• **What is expected**: Copy every line of the records below word for word, leaving out the pictures.

• **Provided information**:
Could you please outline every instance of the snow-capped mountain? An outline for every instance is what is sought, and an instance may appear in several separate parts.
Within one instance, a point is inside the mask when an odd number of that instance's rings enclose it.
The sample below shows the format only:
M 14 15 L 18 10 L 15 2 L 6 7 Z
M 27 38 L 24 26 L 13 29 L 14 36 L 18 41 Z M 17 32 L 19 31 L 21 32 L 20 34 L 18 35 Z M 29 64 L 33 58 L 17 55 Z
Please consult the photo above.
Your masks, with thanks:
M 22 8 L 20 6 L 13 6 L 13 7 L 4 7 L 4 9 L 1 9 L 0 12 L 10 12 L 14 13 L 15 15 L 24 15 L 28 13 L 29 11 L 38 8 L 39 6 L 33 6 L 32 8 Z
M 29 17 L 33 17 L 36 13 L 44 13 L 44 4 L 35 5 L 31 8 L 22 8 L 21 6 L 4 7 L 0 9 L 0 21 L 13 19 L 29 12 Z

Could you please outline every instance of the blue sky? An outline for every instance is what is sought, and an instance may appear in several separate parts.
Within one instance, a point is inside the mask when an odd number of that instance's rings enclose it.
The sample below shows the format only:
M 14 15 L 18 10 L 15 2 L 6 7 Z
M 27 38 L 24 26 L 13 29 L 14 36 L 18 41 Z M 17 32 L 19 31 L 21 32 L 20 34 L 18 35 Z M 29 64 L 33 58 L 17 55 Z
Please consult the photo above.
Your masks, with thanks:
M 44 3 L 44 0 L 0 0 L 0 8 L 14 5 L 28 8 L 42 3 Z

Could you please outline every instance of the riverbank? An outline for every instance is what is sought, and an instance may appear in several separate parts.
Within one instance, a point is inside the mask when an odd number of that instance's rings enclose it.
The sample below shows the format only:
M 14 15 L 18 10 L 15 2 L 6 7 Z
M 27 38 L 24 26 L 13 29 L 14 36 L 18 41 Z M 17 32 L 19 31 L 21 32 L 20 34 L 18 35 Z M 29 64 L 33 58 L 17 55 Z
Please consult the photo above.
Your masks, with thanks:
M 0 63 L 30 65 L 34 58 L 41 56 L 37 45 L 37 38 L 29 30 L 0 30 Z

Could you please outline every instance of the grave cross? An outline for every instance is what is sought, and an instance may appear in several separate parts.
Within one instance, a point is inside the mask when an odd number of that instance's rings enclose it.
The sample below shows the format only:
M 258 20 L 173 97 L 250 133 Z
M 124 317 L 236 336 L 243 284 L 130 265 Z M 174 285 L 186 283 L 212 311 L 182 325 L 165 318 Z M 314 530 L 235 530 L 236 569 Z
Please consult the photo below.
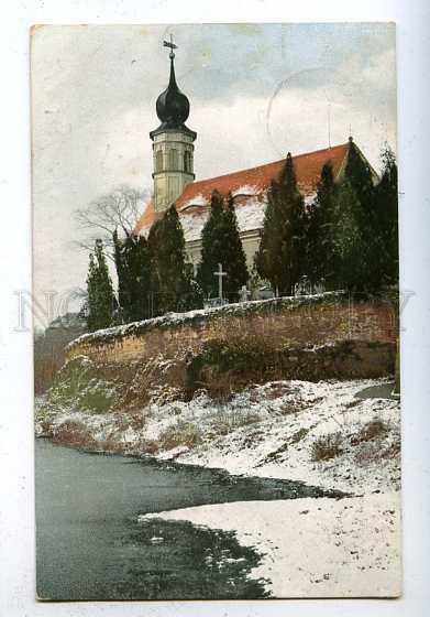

• **Answer for the task**:
Could you please outline every instance of the snow-capped mountain? An outline for every instance is what is sought, and an instance may appear in several separate parts.
Within one instance, a point is inside the mask when an odd number of that instance's rings enclose it.
The sample below shows the format only:
M 14 15 L 18 10 L 15 2 L 6 7 Z
M 27 38 L 24 26 L 13 29 L 14 36 L 18 41 Z M 17 32 L 19 31 L 21 32 L 20 34 L 18 35 Z M 29 64 L 33 58 L 17 55 Z
Please consult the photo above.
Your masks, with thanks:
M 22 8 L 20 6 L 13 6 L 13 7 L 4 7 L 4 9 L 1 9 L 0 12 L 10 12 L 14 13 L 15 15 L 24 15 L 28 13 L 29 11 L 38 8 L 39 6 L 33 6 L 32 8 Z
M 29 17 L 33 17 L 36 13 L 44 13 L 44 4 L 35 5 L 31 8 L 22 8 L 21 6 L 4 7 L 0 9 L 0 21 L 13 19 L 29 12 Z

Could you please outline every instance of the blue sky? An outline for every instance is what is sought, and an instance may appear in several separate parts.
Within one instance, a point is inside the mask when an odd number of that instance's rings enclose it.
The sample below shows the format only:
M 14 15 L 18 10 L 15 2 L 6 7 Z
M 27 38 L 24 26 L 13 29 L 14 36 L 18 41 Z M 17 32 L 19 31 L 21 32 L 20 34 L 18 35 Z M 29 64 L 33 58 L 17 55 Z
Please consult the photo above.
Your masks, with thanks:
M 44 3 L 44 0 L 0 0 L 0 8 L 14 5 L 28 8 L 42 3 Z

Could you please outline every instance of the riverbank? An outline for every instance is what is sought, and an instance may appear in several separate parts.
Within one instance, a point is inside the mask when an odd number of that instance's rings enclose it.
The sample below shows the format only:
M 14 15 L 18 10 L 15 2 L 6 7 Z
M 27 38 L 24 26 L 13 29 L 14 36 L 18 41 Z M 17 32 L 19 31 L 21 32 L 20 34 L 18 35 Z M 29 64 L 33 58 L 17 55 Z
Please consult the photo above.
Your masks, with thanks:
M 0 63 L 30 65 L 34 58 L 41 56 L 37 45 L 37 38 L 29 30 L 0 30 Z

Could you please outline every instance of the grave cross? An outline for every instance is what is sought, and an instance may appear in several separate parts.
Within one instance, a point is inside the mask when an odd number of that instance's rings enclose it.
The sample below shows the format only:
M 258 20 L 173 97 L 250 133 Z
M 124 317 L 236 336 L 243 284 L 130 265 Z M 174 285 L 186 283 L 212 311 L 182 325 L 165 318 Z M 314 530 L 235 530 L 236 569 Z
Please consult the photo below.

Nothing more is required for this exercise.